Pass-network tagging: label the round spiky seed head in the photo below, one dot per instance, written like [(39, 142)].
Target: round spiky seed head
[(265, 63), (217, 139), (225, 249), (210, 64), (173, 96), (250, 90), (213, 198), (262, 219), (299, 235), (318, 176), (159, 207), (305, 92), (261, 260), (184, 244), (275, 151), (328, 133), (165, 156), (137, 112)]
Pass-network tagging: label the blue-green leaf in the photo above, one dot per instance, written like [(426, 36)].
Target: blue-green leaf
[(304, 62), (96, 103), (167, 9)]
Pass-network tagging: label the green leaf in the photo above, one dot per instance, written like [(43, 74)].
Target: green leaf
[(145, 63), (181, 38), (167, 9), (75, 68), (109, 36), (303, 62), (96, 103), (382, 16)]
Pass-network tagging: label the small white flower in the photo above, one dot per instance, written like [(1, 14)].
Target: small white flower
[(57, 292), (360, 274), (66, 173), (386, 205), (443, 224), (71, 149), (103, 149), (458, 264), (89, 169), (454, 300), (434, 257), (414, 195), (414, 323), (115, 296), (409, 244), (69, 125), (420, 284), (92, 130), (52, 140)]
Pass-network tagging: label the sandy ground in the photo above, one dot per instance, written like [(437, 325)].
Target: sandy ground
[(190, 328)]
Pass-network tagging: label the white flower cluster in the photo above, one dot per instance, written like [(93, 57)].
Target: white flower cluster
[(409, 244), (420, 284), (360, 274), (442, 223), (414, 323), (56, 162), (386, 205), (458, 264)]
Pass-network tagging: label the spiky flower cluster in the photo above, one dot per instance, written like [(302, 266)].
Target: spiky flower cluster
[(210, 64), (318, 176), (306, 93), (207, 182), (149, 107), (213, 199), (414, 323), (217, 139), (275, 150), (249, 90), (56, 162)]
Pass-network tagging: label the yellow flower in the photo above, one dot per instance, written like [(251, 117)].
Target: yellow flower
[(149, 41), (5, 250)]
----------
_Task directions_
Starting at the line that contains "Target: white flower cluster", output each remaining line of the listing, the last line included, exactly as it appears.

_Response to the task_
Target: white flower cluster
[(409, 244), (420, 284), (360, 274), (442, 223), (414, 323), (56, 162), (386, 205), (458, 264)]
Pass-network tagging: label the spiky flower cluster in the photo above, one dot per instance, written like [(302, 266)].
Target: spiky flower cluster
[(210, 64), (318, 176), (306, 93), (207, 182), (149, 107), (213, 199), (414, 323), (217, 139), (275, 150), (249, 90), (56, 162)]
Pass-network tagging: label the yellow flower in the photo above, one dot per instance, written like [(251, 117)].
Target: yellow flower
[(149, 41), (5, 250)]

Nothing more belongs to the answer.